**To be done**
Find each row below that contains the word "snowy" and copy those rows in full.

**Exercise material**
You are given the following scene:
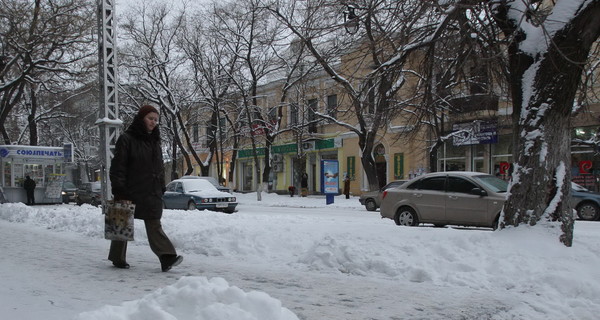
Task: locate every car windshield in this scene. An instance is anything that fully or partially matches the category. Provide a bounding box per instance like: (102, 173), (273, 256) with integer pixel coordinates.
(571, 182), (590, 192)
(63, 181), (77, 189)
(92, 182), (102, 192)
(182, 179), (217, 192)
(473, 175), (508, 193)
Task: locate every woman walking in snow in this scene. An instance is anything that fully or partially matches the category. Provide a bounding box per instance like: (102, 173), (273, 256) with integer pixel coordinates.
(108, 105), (183, 272)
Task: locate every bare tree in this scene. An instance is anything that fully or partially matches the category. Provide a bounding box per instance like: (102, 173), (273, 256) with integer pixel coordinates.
(121, 3), (212, 175)
(0, 0), (95, 145)
(180, 5), (241, 182)
(490, 0), (600, 246)
(217, 0), (282, 201)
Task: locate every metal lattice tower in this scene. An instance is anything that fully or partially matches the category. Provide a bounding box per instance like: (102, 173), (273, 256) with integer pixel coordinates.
(96, 0), (122, 211)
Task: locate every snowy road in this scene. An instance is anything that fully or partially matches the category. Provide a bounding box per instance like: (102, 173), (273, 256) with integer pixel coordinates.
(0, 218), (516, 320)
(0, 195), (598, 320)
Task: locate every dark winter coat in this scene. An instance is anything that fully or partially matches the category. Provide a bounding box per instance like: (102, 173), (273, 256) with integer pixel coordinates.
(110, 116), (165, 220)
(23, 179), (35, 191)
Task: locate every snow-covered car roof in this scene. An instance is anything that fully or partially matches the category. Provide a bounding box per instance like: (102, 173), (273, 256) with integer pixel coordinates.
(173, 179), (231, 198)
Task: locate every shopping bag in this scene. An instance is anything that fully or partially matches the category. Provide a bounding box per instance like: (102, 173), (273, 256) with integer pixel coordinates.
(104, 200), (135, 241)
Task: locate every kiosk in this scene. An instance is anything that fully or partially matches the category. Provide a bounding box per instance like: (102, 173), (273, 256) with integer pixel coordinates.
(0, 144), (72, 203)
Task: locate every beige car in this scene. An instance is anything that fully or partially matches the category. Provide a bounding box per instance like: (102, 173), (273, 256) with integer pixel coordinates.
(380, 171), (508, 229)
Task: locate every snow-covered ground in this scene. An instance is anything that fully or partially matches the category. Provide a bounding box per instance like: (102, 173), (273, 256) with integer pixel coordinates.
(0, 193), (600, 320)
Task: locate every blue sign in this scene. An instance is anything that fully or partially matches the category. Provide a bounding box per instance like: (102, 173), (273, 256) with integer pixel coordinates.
(321, 160), (340, 194)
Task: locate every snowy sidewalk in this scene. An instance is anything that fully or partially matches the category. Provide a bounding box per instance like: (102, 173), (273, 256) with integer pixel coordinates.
(0, 221), (510, 320)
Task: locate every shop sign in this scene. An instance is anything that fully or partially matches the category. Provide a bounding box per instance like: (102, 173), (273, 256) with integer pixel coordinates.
(0, 146), (64, 160)
(63, 143), (75, 163)
(271, 143), (298, 153)
(238, 148), (265, 158)
(452, 120), (498, 146)
(315, 139), (335, 150)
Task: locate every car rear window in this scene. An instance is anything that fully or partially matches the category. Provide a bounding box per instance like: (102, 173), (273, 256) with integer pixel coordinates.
(407, 177), (446, 191)
(448, 177), (478, 193)
(473, 175), (508, 192)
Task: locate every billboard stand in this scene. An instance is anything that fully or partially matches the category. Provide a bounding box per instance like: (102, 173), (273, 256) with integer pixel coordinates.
(321, 160), (340, 204)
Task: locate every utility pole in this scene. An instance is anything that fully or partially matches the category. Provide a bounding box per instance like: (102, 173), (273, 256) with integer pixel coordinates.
(96, 0), (123, 213)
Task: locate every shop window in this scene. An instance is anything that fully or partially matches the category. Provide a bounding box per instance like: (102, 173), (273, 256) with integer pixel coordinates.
(346, 156), (356, 180)
(13, 163), (25, 187)
(4, 161), (12, 187)
(24, 164), (44, 186)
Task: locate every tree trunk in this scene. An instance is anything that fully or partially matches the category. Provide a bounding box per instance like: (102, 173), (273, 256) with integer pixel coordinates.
(496, 1), (600, 246)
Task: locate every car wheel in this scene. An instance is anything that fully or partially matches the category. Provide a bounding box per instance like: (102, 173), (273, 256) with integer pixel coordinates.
(187, 201), (196, 210)
(577, 202), (600, 221)
(365, 199), (377, 211)
(394, 207), (419, 227)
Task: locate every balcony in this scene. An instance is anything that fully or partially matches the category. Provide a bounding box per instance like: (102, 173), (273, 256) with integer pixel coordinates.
(449, 95), (499, 115)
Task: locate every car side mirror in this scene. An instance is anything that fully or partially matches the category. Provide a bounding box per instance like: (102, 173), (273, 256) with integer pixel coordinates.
(471, 188), (487, 197)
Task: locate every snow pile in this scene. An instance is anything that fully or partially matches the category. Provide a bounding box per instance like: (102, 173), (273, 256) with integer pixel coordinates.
(77, 277), (298, 320)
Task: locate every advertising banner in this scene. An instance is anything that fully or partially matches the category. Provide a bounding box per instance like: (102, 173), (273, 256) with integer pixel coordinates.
(321, 160), (340, 194)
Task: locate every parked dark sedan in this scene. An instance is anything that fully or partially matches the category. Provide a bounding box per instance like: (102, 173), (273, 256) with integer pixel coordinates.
(358, 180), (406, 211)
(163, 179), (237, 213)
(179, 176), (231, 193)
(75, 181), (102, 207)
(571, 183), (600, 221)
(61, 181), (77, 203)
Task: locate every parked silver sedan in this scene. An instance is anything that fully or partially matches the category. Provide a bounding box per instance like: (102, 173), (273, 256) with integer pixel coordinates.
(163, 179), (238, 213)
(380, 171), (508, 229)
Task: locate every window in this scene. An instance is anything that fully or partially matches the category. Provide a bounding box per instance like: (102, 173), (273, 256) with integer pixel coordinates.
(175, 182), (183, 193)
(368, 80), (375, 113)
(346, 156), (356, 180)
(308, 99), (319, 133)
(192, 123), (200, 142)
(448, 177), (477, 193)
(289, 103), (298, 126)
(327, 94), (337, 118)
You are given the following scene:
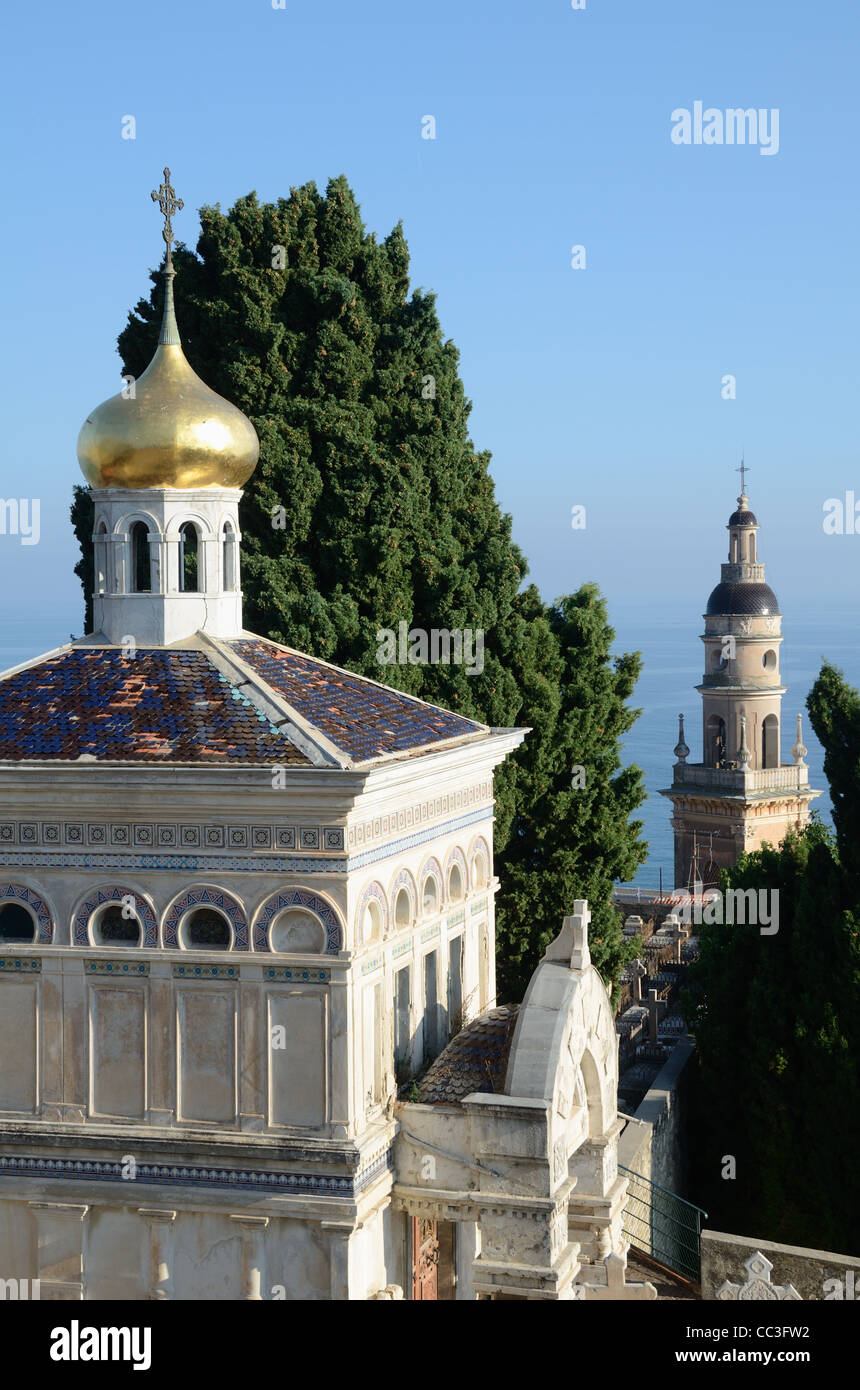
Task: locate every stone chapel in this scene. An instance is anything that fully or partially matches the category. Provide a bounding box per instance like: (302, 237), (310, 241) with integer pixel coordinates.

**Problem solution**
Task: locate every snowy road in this scene. An instance is anything that fully or partially matches the category. Provide a bounding box per instance like: (102, 173), (273, 256) with integer pixel coordinates.
Task: locate every snowy sidewalk in this scene. An instance is anything that fully or partially matches the category. Provide a bounding box per instance like: (102, 173), (273, 256) with integer pixel coordinates.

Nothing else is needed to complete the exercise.